START PROVIDED DATA
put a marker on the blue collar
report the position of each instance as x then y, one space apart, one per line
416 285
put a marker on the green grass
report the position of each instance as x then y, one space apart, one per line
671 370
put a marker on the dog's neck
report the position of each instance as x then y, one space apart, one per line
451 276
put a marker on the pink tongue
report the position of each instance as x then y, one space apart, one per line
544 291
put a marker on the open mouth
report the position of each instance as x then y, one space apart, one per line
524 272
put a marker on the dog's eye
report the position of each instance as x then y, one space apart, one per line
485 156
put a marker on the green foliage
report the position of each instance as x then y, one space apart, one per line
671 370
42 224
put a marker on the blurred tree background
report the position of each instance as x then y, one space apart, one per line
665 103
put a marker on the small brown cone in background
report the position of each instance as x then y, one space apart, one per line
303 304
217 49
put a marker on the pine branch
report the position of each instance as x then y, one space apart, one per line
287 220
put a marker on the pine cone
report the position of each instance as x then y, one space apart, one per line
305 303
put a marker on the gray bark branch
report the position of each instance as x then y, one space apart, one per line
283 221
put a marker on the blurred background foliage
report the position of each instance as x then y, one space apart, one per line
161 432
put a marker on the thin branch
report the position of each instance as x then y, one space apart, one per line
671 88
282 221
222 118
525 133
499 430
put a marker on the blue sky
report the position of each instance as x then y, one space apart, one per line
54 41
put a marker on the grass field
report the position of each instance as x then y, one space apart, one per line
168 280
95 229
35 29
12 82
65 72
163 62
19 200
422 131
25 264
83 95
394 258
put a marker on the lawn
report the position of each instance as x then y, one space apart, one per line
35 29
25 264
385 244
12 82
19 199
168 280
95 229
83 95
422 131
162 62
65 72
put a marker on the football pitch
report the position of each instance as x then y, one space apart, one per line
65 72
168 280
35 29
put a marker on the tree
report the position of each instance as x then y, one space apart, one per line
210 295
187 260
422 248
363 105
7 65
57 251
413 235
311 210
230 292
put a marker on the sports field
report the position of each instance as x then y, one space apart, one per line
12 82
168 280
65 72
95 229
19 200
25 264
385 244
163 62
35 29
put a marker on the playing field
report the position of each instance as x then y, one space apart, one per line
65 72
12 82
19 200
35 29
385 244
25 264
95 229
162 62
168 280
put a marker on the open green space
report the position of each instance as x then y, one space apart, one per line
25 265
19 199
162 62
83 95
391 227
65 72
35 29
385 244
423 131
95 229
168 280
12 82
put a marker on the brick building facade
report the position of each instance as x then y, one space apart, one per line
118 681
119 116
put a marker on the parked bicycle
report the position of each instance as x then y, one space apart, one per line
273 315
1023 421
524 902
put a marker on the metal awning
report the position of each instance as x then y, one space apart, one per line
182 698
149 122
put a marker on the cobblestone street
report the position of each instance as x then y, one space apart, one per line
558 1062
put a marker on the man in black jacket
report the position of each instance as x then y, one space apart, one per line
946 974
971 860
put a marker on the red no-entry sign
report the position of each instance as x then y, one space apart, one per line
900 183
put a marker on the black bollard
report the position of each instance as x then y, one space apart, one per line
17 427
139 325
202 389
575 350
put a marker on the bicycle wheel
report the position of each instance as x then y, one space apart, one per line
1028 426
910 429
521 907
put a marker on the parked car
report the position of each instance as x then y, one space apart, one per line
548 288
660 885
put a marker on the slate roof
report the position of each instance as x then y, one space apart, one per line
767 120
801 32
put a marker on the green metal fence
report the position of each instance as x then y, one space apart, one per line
END PROVIDED DATA
• [WHAT THE TASK ASKS] Only lines with the word "grass" belong in the answer; copy each of them from the material above.

• [TASK ANSWER]
put a marker on the green grass
put a marker on the grass field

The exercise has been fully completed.